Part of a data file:
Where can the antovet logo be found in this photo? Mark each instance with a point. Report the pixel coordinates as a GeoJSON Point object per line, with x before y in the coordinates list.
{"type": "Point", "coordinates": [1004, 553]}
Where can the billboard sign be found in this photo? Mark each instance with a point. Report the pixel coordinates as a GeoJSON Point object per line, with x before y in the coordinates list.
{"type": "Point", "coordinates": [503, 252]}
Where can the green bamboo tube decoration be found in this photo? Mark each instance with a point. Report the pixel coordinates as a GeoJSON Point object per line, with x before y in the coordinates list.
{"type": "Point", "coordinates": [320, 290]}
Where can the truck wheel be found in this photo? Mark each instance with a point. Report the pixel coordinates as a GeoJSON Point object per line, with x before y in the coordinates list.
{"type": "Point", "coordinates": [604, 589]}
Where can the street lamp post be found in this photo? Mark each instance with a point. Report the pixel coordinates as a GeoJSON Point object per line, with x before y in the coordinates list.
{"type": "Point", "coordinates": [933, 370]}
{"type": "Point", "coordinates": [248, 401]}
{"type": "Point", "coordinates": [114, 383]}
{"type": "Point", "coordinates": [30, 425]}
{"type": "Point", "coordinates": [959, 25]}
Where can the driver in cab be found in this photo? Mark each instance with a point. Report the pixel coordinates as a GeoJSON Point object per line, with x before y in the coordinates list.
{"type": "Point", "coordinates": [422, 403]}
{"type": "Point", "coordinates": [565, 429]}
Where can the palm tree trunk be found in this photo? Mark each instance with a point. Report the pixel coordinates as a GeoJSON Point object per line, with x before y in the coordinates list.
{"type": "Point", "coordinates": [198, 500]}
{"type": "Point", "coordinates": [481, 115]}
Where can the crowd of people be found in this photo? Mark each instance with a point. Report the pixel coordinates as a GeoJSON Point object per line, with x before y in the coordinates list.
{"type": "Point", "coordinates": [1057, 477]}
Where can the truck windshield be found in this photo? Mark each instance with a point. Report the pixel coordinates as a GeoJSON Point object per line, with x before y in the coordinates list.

→ What you should do
Go through the entries above and replace "instance" with "occurrence" everywhere it appears, leaving everything else unchanged.

→ Task output
Where can the antovet logo be found in this photo? Mark each occurrence with a point. Report the pixel coordinates as a GeoJSON Point object per line, with x before y in the coordinates list.
{"type": "Point", "coordinates": [1004, 553]}
Where can the billboard sign be found in this photo? Mark each occurrence with a point. Report the pixel coordinates as a GeoJSON Point object per line, with x before y in the coordinates list.
{"type": "Point", "coordinates": [503, 252]}
Where can the green bamboo tube decoration be found in this photo? Mark each occurrence with a point. Report the pixel coordinates as a GeoJSON Point object per line, with x before y in the coordinates list.
{"type": "Point", "coordinates": [320, 290]}
Where can the truck wheel be found in this photo? Mark each occurrence with a point. Report the pixel coordinates as a GeoJSON Point object per line, with x before y in the coordinates list.
{"type": "Point", "coordinates": [604, 589]}
Where can the street lamp post be found in this photo? Mark each occurrence with a point. Report the pixel coordinates as a GeoJSON Point object per line, with x before y in the coordinates list.
{"type": "Point", "coordinates": [933, 370]}
{"type": "Point", "coordinates": [248, 401]}
{"type": "Point", "coordinates": [114, 383]}
{"type": "Point", "coordinates": [30, 425]}
{"type": "Point", "coordinates": [959, 25]}
Where can the driver in cab be found in this photo? Mark each occurrence with a point. Report the pixel coordinates as a GeoJSON Point object per line, with x before y in the coordinates list.
{"type": "Point", "coordinates": [422, 403]}
{"type": "Point", "coordinates": [565, 429]}
Where can the palm tree trunk be found in this photo? Mark each occurrence with a point. Report the pixel coordinates as a GeoJSON Point object per line, with x before y in the coordinates list.
{"type": "Point", "coordinates": [198, 500]}
{"type": "Point", "coordinates": [481, 115]}
Where can the crowd of people be found in this photo? Mark each occurrence with a point. Report the pixel coordinates as a GeoJSON Point object per line, with x before y in the coordinates list.
{"type": "Point", "coordinates": [1057, 477]}
Where can the truck windshield be found in this photo? Mark each occurrence with a point. Report the pixel coordinates as a GeoJSON Point object per line, with x before y in the coordinates list.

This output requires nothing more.